La soledad madura de esas mañanas eternas, con un paseo al sol de invierno y a la fresca en verano. Días interminables esperando, sólo viendo pasar el tiempo. Y los que vamos en tránsito hacia esa madurez, hablamos estos días en el nombre de la soledad de nuestros mayores, que están más angustiados por vernos a nosotros lejos de esos abrazos protectores, que de su propia soledad, a la que poco a poco se dirigen, por costumbre. La interacción, en otro momento motor de nuestras vidas, se convierte en adorno de un tiempo de tranquilidad, de calma, de sosiego del que se ve a sí mismo resabiado de su historia.

La Covid19 no se ha llevado a nuestros mayores. Muchos llevaban tiempo despidiéndose. Les ha dado un impulso y nos ha dejado huérfanos, llenos de reproches por nuestra endiablada vida (me hubiera gustado estar más tiempo, me hubiera gustado despedirme…) Es dolor, sin duda. Pero también suena a excusa de exceso, suena a liberar parte de nuestras conciencias. O no. Ahí lo dejo. Para la reflexión de cada uno.

El virus se ha llevado la mirada alegre de quienes vemos en nuestros mayores un espejo de existencia. Ellos, los mayores más inquietos, los más resistentes al paso del tiempo, han acelerado con la pandemia su trayecto hacia esa calma, minimizando los deseos humanos de eternidad y juventud infinita. Esta pandemia nos ha robado a los más, la sonrisa. Y a ellos, a los que nos trajeron a vivir esta aventura, la satisfacción de vernos sonreír. Porque igual que su vida es el espejo de su descendencia, la sonrisa de los que toman sus apellidos son el reflejo de su felicidad madura. Y es esa sonrisa la que han dejado de ver, con el aislamiento primero y, cuando ha llegado el contacto, con esa mascarilla que las estrangula, contrae la respiración, ilumina las miradas más tristes y, en el peor de los casos, sólo destaca las lágrimas.

PRUÉBALO -
Copia de nuevo, por favor, el tramo del fragmento sobre la soledad de los mayores que va desde "La soledad madura" hasta "de su historia.", cambiando "soledad" por "quietud". Para responder, basta con el fragmento.

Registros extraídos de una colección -
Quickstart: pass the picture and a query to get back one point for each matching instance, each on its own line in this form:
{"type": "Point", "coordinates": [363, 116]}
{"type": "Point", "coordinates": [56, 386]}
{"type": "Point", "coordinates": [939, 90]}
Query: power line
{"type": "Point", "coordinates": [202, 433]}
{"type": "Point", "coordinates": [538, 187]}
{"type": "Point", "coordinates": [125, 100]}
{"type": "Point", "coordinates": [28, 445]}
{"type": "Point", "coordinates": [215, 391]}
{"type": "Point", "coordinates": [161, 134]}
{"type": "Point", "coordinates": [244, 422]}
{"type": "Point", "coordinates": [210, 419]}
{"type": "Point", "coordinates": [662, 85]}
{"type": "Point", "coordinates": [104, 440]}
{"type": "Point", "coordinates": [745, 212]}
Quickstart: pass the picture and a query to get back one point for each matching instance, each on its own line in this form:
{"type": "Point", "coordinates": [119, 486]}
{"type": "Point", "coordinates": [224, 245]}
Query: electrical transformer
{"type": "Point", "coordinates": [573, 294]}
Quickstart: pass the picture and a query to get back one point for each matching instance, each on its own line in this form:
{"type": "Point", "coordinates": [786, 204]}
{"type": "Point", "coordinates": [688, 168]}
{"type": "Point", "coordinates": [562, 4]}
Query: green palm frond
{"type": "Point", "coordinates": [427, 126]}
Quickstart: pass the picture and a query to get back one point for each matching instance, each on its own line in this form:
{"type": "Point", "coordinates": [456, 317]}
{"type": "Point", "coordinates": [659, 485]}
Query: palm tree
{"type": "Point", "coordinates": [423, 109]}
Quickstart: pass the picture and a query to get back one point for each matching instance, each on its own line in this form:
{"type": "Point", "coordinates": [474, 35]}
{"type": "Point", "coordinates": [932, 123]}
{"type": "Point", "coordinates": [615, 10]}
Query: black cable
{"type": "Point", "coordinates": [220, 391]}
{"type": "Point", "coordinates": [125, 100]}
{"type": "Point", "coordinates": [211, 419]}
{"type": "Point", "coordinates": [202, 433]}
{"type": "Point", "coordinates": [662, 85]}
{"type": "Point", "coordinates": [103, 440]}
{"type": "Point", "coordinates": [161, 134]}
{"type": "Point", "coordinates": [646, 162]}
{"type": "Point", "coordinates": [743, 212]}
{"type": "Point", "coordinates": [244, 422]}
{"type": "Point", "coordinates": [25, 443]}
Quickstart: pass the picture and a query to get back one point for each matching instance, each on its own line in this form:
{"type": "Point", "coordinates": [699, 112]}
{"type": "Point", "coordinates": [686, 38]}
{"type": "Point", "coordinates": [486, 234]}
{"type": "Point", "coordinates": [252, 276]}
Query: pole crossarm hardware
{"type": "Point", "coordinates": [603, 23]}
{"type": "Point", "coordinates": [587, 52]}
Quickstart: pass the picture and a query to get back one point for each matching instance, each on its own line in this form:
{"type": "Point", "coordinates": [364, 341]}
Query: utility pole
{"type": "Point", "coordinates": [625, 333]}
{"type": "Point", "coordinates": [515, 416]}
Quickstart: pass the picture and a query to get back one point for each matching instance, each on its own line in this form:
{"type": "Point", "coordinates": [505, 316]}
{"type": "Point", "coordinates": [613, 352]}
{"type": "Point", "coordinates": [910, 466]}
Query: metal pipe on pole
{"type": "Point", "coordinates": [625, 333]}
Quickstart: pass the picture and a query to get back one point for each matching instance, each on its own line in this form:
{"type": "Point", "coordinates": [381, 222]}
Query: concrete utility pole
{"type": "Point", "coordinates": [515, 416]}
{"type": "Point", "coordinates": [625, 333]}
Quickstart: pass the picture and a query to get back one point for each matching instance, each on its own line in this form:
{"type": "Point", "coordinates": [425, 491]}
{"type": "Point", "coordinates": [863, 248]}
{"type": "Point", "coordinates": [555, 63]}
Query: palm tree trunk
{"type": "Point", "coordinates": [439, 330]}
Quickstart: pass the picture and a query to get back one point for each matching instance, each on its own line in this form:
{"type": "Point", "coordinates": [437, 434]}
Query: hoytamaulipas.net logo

SOLUCIÓN DEL EJERCICIO -
La quietud madura de esas mañanas eternas, con un paseo al sol de invierno y a la fresca en verano. Días interminables esperando, sólo viendo pasar el tiempo. Y los que vamos en tránsito hacia esa madurez, hablamos estos días en el nombre de la quietud de nuestros mayores, que están más angustiados por vernos a nosotros lejos de esos abrazos protectores, que de su propia quietud, a la que poco a poco se dirigen, por costumbre. La interacción, en otro momento motor de nuestras vidas, se convierte en adorno de un tiempo de tranquilidad, de calma, de sosiego del que se ve a sí mismo resabiado de su historia.